* _Extrait à lire_:
M. LACASSE: Là-dessus, je dois mentionner que nous aurions, évidemment, adoré être capables d'en tenir compte de façon explicite parce qu'évidemment c'est un barème extrêmement important. Il a été impossible de le faire pour une raison extrêmement simple. C'est que s'il existe quelques indices de valeur discutable sur la productivité pour l'ensemble du Canada et pour des grandes régions à l'intérieur du Canada, il n'existe aucune donnée, même mauvaise, sur les différences de productivité des travailleurs dans l'industrie de la construction de région en région à l'intérieur du Québec. Donc, c'est le premier point. Nous n'avons pas pu en traiter directement.

Indirectement, nous y faisons allusion lorsque nous mentionnons que le fait d'accorder la parité favorisera de façon systématique les entrepreneurs de Montréal qui, on le présume, sont déjà plus efficaces, ont déjà de la main-d'oeuvre peut-être plus compétente ou mieux organisée ou mieux encadrée, en tout cas, plus productive. On ne sait pas au juste pourquoi elle l'est. De ce point de vue, nous avons souligné que le fait d'accorder la parité favorise très nettement Montréal. En fait, disons que, pour un employeur de Montréal, la parité est sûrement quelque chose d'excellent. Cela lui permettra plus aisément de concurrencer d'autres entrepreneurs des régions avoisinantes. C'est donc un premier point.

Deuxième point. Comme vous avez pu le voir, nous avons, pour les seuls maîtres électriciens, parce que ce sont les seuls auprès desquels nous pouvions faire un sondage, constaté qu'une proportion assez substantielle des contrats était effectuée par les firmes hors de la zone où ils ont leur adresse d'affaires, hors de la zone de décret où ils ont leur adresse normale d'affaires. Tout ce que nous pouvons dire, c'est que ces résultats sont compatibles. On retrouverait ces résultats si, effectivement, il y avait des différences de compétence et de productivité entre Montréal et les régions, différences qui seraient, évidemment, à l'avantage de Montréal.

Maintenant, je veux signaler ici que ce n'est pas une précaution oratoire que de dire que c'est compatible avec l'hypothèse de... C'est que cela pourrait être expliqué par d'autres facteurs, mais que, disons jusqu'à maintenant, en l'absence de toute autre indication, nous pouvons croire en tout cas que ce n'est pas contradictoire, que l'hypothèse des différences de productivité, on ne peut pas la rejeter.

M. LE PRESIDENT: Le député de Mégantic.

* _Énoncé_:
Reproduisez tel quel tout ce qui va de « Deuxième point. Comme » jusqu'à « l'avantage de Montréal. » dans l'extrait à lire. La liste ne joue aucun rôle dans ce travail.

[Un bloc de données]
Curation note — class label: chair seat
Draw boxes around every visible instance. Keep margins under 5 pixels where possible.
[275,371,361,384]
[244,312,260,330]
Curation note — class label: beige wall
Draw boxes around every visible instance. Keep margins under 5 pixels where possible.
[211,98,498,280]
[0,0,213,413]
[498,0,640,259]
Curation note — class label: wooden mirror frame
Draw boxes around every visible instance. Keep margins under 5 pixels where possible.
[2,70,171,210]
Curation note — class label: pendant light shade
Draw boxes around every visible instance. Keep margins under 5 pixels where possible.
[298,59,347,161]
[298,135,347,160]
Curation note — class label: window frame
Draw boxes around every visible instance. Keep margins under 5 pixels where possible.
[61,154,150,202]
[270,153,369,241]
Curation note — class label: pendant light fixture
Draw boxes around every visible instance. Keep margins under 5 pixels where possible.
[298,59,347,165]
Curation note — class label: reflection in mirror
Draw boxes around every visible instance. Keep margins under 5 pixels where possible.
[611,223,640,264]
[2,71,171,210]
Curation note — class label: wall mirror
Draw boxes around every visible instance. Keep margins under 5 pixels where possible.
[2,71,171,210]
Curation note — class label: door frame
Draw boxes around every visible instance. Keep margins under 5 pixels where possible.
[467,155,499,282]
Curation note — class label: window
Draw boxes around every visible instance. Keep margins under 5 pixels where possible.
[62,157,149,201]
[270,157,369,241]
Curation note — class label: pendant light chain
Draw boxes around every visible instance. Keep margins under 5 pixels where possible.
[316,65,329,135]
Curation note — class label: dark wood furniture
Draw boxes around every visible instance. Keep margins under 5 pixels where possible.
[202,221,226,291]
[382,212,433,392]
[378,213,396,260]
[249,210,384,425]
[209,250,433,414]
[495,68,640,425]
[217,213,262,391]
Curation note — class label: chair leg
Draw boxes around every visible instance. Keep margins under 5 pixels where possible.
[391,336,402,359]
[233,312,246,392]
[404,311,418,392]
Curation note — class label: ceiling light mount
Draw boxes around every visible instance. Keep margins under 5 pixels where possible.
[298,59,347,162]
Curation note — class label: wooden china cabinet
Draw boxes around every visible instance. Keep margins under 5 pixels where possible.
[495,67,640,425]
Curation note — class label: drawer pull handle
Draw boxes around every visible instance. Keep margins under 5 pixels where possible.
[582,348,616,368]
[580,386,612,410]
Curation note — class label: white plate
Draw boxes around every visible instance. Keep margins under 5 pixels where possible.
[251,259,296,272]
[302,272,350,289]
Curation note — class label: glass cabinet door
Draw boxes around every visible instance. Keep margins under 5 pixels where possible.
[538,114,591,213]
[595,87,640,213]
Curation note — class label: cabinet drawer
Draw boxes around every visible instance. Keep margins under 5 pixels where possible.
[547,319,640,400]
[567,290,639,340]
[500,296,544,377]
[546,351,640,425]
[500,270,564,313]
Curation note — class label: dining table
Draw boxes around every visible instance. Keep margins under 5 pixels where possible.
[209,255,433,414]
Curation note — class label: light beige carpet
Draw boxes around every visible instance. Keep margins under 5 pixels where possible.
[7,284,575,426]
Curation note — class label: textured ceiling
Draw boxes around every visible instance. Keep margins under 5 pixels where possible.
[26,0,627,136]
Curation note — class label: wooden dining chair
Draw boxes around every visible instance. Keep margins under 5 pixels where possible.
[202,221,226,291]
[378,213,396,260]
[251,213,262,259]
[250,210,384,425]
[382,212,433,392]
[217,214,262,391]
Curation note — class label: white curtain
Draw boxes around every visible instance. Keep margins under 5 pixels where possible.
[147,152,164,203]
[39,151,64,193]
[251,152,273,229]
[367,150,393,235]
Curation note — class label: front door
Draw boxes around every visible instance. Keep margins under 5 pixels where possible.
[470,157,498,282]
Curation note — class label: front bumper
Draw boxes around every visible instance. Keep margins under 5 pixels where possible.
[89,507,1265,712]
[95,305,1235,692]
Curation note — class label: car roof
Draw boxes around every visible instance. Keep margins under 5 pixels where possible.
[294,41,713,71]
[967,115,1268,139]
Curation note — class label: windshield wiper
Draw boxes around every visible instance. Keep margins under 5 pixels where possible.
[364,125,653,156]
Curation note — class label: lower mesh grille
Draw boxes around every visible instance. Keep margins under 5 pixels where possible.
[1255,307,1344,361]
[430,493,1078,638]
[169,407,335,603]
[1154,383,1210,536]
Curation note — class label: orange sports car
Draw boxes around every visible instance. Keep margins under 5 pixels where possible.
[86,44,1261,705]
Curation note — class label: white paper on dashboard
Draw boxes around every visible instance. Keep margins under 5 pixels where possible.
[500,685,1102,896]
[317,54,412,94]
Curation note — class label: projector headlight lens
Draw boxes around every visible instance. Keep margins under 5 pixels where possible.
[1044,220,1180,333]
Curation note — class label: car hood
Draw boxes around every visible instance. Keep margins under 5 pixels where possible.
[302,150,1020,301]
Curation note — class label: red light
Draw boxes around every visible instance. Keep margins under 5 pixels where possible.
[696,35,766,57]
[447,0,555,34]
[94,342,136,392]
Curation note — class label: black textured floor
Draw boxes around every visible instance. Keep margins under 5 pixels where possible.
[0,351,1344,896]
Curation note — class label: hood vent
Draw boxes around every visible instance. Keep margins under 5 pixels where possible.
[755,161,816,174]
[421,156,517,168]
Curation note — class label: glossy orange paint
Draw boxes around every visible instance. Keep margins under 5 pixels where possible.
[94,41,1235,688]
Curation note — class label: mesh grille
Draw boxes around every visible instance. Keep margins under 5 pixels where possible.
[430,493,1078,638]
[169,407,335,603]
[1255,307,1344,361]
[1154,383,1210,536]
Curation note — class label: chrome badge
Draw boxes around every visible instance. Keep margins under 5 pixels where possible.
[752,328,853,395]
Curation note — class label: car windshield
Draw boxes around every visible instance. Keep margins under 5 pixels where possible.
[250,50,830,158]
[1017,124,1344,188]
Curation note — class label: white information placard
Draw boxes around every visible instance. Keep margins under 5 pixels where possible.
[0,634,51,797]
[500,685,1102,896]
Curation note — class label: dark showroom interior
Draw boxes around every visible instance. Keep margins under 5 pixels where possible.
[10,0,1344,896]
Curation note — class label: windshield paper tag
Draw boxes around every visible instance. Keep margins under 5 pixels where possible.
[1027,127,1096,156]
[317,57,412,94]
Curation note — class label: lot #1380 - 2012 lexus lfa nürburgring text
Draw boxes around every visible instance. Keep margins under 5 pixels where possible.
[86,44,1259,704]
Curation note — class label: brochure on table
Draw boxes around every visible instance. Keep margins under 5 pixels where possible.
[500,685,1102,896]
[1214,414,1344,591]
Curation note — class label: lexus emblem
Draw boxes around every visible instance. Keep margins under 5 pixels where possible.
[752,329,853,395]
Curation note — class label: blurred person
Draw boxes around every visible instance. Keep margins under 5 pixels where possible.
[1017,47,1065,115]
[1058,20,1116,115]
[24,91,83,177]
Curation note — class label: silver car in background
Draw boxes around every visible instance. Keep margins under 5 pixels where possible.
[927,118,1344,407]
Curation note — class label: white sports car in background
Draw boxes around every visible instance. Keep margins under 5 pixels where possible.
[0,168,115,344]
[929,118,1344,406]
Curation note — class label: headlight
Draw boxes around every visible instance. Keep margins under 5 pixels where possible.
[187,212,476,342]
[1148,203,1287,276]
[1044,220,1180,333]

* _Résultat final_:
Deuxième point. Comme vous avez pu le voir, nous avons, pour les seuls maîtres électriciens, parce que ce sont les seuls auprès desquels nous pouvions faire un sondage, constaté qu'une proportion assez substantielle des contrats était effectuée par les firmes hors de la zone où ils ont leur adresse d'affaires, hors de la zone de décret où ils ont leur adresse normale d'affaires. Tout ce que nous pouvons dire, c'est que ces résultats sont compatibles. On retrouverait ces résultats si, effectivement, il y avait des différences de compétence et de productivité entre Montréal et les régions, différences qui seraient, évidemment, à l'avantage de Montréal.